→ Set exercise 1
Name each type of memory that the article on The Machine mentions.
→ Set exercise 2
Write out the article on The Machine word for word, everything from "Much has been" down to "of DDR4 memory.".

→ Article
Much has been made of the ability of The Machine, the system with the novel silicon photonics interconnect and massively scalable shared memory pool being developed by Hewlett Packard Enterprise, to already address more main memory at once across many compute elements than many big iron NUMA servers. With the latest prototype, which was unveiled last month, the company was able to address a whopping 160 TB of DDR4 memory.
This is a considerable feat, but HPE has the ability to significantly expand the memory addressability of the platform, using both standard DRAM memory and as lower cost memories such as 3D XPoint from Intel and Micron Technology and memristors come to market from HPE itself. (Although memristors seem like the perpetual technology of the future at HPE, and they may always be if 3D XPoint actually comes out next year as plans in DIMM form factors from Intel. . . .) The fact that The Machine can expand up to exascale is one of the reasons why the Exascale Computing Project at the US Department of Energy has just awarded some research and development funds to HPE.
To get a sense of the possibilities, we had a chat with Kirk Bresniker, chief architect at Hewlett Packard Labs, the research and development arm of the systems maker, who walked us through how the memory space of The Machine could be extended by orders of magnitude and therefore be appropriate for many exascale jobs.

→ Data lines
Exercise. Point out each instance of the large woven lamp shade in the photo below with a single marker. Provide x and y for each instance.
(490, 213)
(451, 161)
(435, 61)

→ Written reply 1
- DDR4 memory
- standard DRAM memory
- 3D XPoint
- memristors

→ Written reply 2
Much has been made of the ability of The Machine, the system with the novel silicon photonics interconnect and massively scalable shared memory pool being developed by Hewlett Packard Enterprise, to already address more main memory at once across many compute elements than many big iron NUMA servers. With the latest prototype, which was unveiled last month, the company was able to address a whopping 160 TB of DDR4 memory.